[Problem statement] Your reply should be the complete data, reproduced exactly.

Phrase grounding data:
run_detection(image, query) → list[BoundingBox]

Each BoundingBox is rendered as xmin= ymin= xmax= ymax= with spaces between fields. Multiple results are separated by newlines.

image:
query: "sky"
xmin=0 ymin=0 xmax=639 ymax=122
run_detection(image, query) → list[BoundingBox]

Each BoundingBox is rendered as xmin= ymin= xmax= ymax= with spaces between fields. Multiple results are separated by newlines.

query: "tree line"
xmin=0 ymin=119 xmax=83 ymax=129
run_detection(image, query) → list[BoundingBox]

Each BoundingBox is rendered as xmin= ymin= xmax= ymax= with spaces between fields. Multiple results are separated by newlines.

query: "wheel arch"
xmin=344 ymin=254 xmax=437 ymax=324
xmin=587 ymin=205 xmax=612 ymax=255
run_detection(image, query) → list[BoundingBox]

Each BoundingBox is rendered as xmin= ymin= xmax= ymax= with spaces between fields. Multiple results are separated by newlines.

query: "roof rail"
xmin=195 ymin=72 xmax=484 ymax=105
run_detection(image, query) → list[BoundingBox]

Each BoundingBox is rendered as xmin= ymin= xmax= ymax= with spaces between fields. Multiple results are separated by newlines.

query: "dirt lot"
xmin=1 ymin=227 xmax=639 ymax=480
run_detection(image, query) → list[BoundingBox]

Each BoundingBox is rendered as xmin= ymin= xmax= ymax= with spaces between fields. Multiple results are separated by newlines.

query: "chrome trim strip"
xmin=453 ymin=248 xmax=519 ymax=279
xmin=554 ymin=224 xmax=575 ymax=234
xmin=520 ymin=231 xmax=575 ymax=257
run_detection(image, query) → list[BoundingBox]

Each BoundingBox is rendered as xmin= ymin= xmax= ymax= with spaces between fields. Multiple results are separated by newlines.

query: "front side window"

[Problem solution]
run_detection(image, query) → list[BoundingBox]

Each BoundingBox is rendered as xmin= ymin= xmax= ymax= with spaces between fields. Multiple results are separated by newlines.

image:
query: "sky"
xmin=0 ymin=0 xmax=639 ymax=122
run_detection(image, query) → list[BoundingBox]

Each BoundingBox is rendered as xmin= ymin= xmax= ymax= with spaces between fields. Multiple results are separated by newlines.

query: "tree line"
xmin=0 ymin=119 xmax=83 ymax=129
run_detection(image, query) → list[BoundingBox]

Each BoundingBox is rendered as xmin= ymin= xmax= ymax= with spaces between fields. Multiple results are separated by newlines.

query: "wheel arch"
xmin=344 ymin=254 xmax=437 ymax=324
xmin=587 ymin=205 xmax=612 ymax=255
run_detection(image, query) → list[BoundingBox]

Each BoundingBox is rendered as xmin= ymin= xmax= ymax= with spaces between fields. Multiple results are separated by newlines.

query: "roof rail"
xmin=195 ymin=72 xmax=484 ymax=105
run_detection(image, query) → list[BoundingBox]

Each BoundingBox is rendered as xmin= ymin= xmax= ymax= with spaces between fields. Multiple results are separated by newlines.

query: "dirt lot"
xmin=1 ymin=227 xmax=639 ymax=480
run_detection(image, query) → list[BoundingBox]

Each BoundingBox is rendered as xmin= ymin= xmax= ymax= with spaces between fields. Multiple results are separated by newlines.

query: "chrome trim strip"
xmin=453 ymin=248 xmax=519 ymax=279
xmin=554 ymin=224 xmax=575 ymax=234
xmin=520 ymin=231 xmax=575 ymax=257
run_detection(image, query) → list[BoundingBox]

Each BoundingBox is rendered as xmin= ymin= xmax= ymax= with spaces between fields. Multiple results are separated by newlines.

query: "front side window"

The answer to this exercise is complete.